EXERCICES À FAIRE
A. Relevez toutes les villes de province nommées dans le texte sur les provinciaux à Paris.
B. Répondez à ces questions d'après le texte sur les provinciaux à Paris.
(i) À quelle heure y a-t-il déjà foule devant l'Opéra ?
(ii) Par combien les voyageurs sont-ils entassés dans les salons ?
(iii) Quel vêtement l'élégant de Cahors remarque-t-il ?

EXTRAIT DU TEXTE
Dès le matin, on dîne chez les restaurateurs ; de midi à six heures du soir, les fenêtres des cafés s’empourprent de voyageurs attablés, car tous ces dîneurs sont rouges comme du feu. Les uns ont couru toute la matinée les promenades et les musées, ils étouffent ; les autres ont passé deux nuits dans la diligence, ils brûlent ; celui-là est à son troisième coup de soleil, il rayonne ; celui-ci, à son troisième accès de colère, il flamboie… il a battu le pavé de Paris dans tous les sens pour une affaire manquée, pour un débiteur introuvable, pour un protecteur invisible : il a perdu sa journée, il est furieux. Et puis ils sont entassés par vingtaines dans des salons qu’échauffent avec une émulation fatale les vapeurs capricieuses des potages les plus variés ; et puis enfin tous sont en retard ; les plaisirs du spectacle les appellent ; ils se hâtent, ils mangent vite, mais cet appétit n’a rien de vorace, ils n’ont pas l’air affamés, ils ont l’air affairés ; et tout cela fait qu’ils ont des figures écarlates. À cinq heures, devant l’Opéra il y a déjà foule. Que joue-t-on ? Cela est indifférent, la bonne musique, la mauvaise, les chanteurs à voix, les chanteurs sans voix, les vieux ballets, les ballets nouveaux, attirent également les habitants de la province. Ne faut-il pas qu’ils aient vu le Grand-Opéra une fois au moins ! Ils envahissent la salle, ils encombrent le foyer, dont ils ont chassé les Parisiens, et ils se prennent entre eux pour des Parisiens, et ils se moquent les uns des autres, ou, ce qui est plus amusant, ils se copient les uns les autres. Une dame de Grenoble admire le mantelet d’une dame de Beauvais, qu’elle prend pour une lionne parisienne ; elle étudie la forme gracieuse de ce mantelet. Un élégant de Cahors avise le gilet d’un merveilleux d’Abbeville, qu’il prend pour un dandy renommé ; il étudie la coupe ingénieuse de ce gilet. Ces erreurs sont effrayantes ! Nous engageons les habitants de la province à se défier d’eux-mêmes. Il serait par trop cruel pour eux de rapporter de la capitale des modes alsaciennes ou berrichonnes ! Nous les supplions de renoncer à nous juger cette fois : après ce voyage, ils auront vu Paris, sans doute ; mais qu’ils ne se fassent pas illusion, ils n’auront pas vu les Parisiens.

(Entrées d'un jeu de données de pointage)

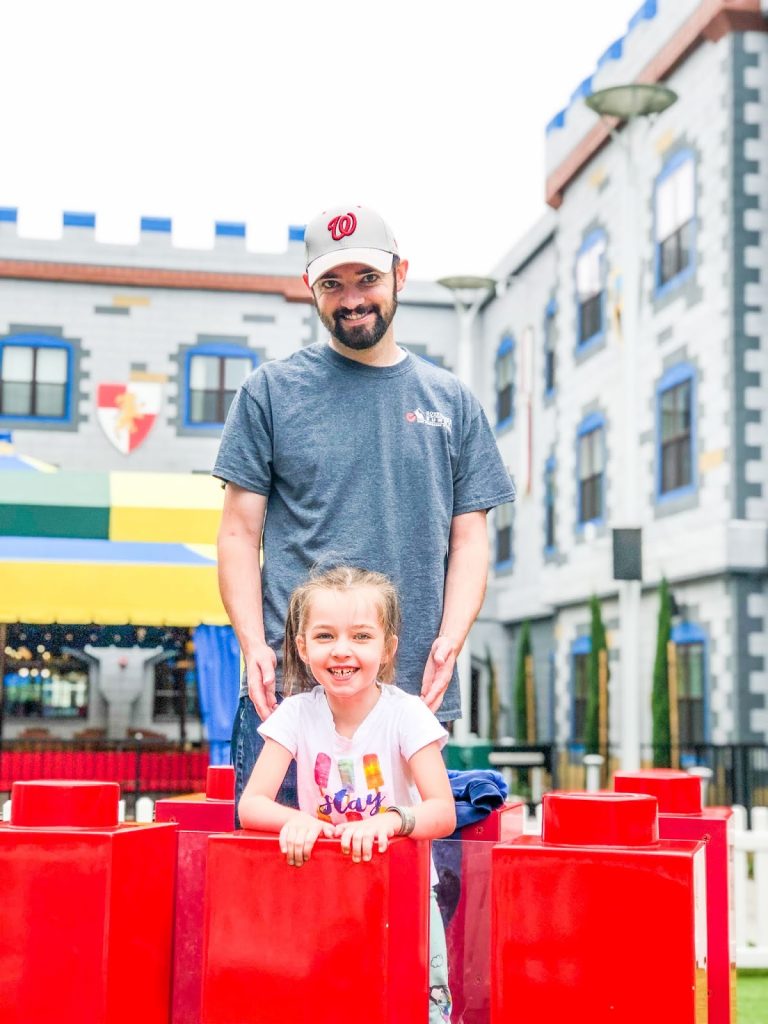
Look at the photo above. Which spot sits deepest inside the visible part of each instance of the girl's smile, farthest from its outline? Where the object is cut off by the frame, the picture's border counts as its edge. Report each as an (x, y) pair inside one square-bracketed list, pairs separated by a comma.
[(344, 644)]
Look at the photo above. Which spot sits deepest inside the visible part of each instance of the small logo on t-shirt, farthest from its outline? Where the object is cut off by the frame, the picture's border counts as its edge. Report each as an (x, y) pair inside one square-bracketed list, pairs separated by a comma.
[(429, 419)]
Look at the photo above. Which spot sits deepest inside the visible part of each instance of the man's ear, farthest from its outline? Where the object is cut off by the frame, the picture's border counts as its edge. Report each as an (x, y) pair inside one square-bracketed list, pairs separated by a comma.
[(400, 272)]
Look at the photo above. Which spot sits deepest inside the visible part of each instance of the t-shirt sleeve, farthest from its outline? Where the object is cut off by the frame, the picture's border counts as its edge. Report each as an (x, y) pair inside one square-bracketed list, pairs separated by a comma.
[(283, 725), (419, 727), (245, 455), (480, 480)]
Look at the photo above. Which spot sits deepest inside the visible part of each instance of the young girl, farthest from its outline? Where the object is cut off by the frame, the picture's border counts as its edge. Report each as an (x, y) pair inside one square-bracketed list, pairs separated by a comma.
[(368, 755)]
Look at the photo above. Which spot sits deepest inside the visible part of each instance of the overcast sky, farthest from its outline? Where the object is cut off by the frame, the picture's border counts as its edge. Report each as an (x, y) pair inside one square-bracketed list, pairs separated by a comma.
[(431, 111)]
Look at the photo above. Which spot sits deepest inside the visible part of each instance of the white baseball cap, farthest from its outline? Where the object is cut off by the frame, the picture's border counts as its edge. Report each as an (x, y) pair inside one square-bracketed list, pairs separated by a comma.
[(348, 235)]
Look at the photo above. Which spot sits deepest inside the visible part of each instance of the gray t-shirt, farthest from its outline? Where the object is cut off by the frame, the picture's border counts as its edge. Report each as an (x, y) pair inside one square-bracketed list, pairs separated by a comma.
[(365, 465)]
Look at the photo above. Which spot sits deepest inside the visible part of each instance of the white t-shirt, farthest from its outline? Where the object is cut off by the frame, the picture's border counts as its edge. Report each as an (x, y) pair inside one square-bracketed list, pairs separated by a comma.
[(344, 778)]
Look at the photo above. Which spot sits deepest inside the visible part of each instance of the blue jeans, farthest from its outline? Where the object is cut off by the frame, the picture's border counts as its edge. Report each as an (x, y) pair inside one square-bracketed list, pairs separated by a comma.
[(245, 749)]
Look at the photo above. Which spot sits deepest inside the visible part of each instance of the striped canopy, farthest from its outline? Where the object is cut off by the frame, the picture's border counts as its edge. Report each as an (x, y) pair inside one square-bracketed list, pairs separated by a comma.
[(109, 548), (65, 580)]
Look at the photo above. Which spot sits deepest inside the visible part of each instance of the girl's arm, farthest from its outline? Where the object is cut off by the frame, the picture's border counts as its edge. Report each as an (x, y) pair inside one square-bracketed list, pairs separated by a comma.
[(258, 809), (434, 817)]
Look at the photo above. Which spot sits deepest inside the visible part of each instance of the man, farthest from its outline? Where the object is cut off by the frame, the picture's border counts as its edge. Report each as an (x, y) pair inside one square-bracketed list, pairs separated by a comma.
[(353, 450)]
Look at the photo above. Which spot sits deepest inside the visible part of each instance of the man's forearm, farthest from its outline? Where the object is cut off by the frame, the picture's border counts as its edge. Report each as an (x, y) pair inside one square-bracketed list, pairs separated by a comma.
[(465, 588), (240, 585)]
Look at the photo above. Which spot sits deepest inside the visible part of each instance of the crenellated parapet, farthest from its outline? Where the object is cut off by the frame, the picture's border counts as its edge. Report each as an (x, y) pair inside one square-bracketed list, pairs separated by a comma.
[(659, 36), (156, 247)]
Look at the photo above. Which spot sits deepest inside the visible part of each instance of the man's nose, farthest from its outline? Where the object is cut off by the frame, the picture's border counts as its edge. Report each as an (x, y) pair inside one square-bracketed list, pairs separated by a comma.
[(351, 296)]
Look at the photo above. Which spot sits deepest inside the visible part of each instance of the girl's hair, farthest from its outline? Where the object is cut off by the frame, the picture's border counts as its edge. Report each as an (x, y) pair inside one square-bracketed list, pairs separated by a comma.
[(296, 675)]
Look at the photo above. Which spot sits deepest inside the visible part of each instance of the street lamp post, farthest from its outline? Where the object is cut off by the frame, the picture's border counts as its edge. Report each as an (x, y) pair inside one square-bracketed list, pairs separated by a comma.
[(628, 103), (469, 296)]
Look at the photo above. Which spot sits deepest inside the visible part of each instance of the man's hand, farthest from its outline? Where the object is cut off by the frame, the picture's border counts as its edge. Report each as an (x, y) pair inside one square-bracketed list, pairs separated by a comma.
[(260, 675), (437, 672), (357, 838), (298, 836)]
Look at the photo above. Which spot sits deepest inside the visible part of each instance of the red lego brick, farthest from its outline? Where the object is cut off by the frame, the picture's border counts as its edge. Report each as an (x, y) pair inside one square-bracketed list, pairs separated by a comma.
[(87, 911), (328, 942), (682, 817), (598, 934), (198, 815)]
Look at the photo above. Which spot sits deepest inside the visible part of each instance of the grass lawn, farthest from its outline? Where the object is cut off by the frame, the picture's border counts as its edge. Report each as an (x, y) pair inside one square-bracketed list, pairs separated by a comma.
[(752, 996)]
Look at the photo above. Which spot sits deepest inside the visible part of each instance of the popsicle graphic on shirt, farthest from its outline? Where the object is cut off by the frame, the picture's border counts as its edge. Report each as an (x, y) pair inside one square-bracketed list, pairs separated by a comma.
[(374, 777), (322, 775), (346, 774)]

...

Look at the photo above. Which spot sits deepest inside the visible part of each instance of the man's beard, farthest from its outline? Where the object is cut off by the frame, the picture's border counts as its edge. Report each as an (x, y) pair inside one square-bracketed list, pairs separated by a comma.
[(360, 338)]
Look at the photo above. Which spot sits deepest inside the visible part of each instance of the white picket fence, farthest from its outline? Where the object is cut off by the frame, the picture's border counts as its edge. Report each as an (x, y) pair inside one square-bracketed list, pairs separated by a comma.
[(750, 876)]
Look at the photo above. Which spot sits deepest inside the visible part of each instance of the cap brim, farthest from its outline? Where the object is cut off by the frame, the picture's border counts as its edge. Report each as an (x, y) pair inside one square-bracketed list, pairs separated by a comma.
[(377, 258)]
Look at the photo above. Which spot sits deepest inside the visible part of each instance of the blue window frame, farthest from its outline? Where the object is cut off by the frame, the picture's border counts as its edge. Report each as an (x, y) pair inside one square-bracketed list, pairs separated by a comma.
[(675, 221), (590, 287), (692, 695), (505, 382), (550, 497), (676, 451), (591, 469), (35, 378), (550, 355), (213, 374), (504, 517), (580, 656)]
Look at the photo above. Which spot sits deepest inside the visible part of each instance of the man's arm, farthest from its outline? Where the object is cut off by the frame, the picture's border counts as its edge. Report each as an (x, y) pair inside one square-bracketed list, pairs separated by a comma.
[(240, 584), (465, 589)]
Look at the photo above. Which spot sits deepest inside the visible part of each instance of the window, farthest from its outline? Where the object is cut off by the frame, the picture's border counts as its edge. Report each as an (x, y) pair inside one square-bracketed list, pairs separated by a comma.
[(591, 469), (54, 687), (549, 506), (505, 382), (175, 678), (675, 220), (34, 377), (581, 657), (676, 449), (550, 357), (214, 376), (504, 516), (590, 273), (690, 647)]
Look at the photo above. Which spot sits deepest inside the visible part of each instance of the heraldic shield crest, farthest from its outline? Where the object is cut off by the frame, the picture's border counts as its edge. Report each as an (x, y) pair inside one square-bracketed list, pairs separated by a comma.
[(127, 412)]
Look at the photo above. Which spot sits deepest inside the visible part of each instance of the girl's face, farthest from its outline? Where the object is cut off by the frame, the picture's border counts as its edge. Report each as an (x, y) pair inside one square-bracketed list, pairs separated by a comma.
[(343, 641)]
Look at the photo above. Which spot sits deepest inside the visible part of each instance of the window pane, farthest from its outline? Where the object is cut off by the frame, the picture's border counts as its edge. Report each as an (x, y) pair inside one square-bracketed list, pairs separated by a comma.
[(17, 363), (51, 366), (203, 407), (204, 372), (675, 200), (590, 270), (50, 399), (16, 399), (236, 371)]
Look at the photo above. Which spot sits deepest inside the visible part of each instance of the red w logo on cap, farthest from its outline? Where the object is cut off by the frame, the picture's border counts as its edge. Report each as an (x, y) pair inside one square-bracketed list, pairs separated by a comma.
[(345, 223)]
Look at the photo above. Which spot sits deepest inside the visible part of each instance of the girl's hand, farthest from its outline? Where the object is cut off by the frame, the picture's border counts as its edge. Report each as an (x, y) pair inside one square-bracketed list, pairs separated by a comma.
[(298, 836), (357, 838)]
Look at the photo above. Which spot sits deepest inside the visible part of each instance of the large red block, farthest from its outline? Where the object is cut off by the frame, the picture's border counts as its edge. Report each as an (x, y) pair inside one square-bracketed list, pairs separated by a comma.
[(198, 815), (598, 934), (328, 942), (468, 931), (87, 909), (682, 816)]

RÉPONSES FINALES
A. Grenoble, Beauvais, Cahors, Abbeville

B.
(i) À cinq heures.
(ii) Par vingtaines.
(iii) Le gilet d'un merveilleux d'Abbeville.